**WHAT YOU HAVE TO DO:** Arrange the records below as a two-column CSV with the header row record_text,record_answer and one row for each record, holding its text and its answer. Enclose every field in double quotes and turn each line break inside a field into a space.

Extracted records
_ _ _ _
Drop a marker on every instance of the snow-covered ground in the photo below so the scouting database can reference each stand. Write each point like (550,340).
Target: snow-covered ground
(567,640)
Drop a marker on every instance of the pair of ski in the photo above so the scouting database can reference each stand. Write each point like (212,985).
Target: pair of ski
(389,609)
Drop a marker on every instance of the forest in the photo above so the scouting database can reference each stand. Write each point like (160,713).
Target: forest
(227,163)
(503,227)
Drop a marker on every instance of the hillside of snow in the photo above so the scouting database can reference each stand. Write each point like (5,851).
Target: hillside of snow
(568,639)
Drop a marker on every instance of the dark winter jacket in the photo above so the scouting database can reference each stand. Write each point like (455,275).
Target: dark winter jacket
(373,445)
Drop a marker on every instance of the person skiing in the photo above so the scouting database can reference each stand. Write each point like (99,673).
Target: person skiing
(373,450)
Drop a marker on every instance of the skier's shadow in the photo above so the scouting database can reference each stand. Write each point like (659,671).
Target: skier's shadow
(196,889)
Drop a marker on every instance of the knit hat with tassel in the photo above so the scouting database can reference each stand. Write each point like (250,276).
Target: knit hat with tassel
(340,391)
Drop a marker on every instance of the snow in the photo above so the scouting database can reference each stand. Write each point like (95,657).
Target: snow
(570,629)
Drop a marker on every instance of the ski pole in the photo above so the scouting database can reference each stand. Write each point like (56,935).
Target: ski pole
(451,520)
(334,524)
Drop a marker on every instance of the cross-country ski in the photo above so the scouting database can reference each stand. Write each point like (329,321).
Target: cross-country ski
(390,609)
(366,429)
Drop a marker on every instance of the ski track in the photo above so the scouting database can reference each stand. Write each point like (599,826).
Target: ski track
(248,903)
_ _ _ _
**REPLY TO THE TASK:**
record_text,record_answer
"Drop a marker on every instance of the snow-covered ground in the photo below so the scouting database can reference each stand. Write each point like (550,340). Target: snow-covered ground","(567,640)"
"Drop a marker on every instance of the pair of ski in the photo above so the scouting database can reference each stand. Write each point like (212,985). Target: pair of ski","(389,609)"
"Drop a marker on every instance of the forest in the photo above so the scouting database can reference each stand. Write each point like (160,713). Target: forest","(227,163) (503,227)"
"Drop a marker on every instance of the hillside of snow in the photo above so the scouting database can reference each stand. Write each point like (5,851). Target: hillside of snow","(568,639)"
"Drop a marker on every instance of the dark winter jacket in the photo above so the scouting database can reference each stand. Write each point like (455,275). Target: dark winter jacket","(373,445)"
"Drop a marker on every instance of the person skiing in the photo above so the scouting database can reference each stand. Write each point like (99,673). Target: person skiing","(373,450)"
"Drop a marker on every instance of the skier's shadow in the photo above so the scouting database can reference each stand. Write each point like (659,671). Target: skier's shadow","(196,889)"
"Drop a marker on every instance of the knit hat with tassel in the photo above so the scouting database can reference each stand. Write each point like (250,276). Target: knit hat with tassel","(340,391)"
"Drop a marker on every instance of the snow in the photo above so the scouting database can reference each stand. Write each point like (95,657). Target: snow","(570,629)"
"Drop a marker on every instance of the ski pole in the photo above so the scouting database can reference each stand. Write each point like (56,935). Target: ski pole","(451,520) (334,524)"
"Drop a marker on every instance of the cross-country ski in the photo above so the scouting database can reference each stand. Write each point like (329,321). Target: cross-country ski","(390,609) (366,429)"
"Drop a marker on every instance of the ski track in the photo above so the scouting database can reference each stand. Write each point like (599,826). Target: ski track","(248,903)"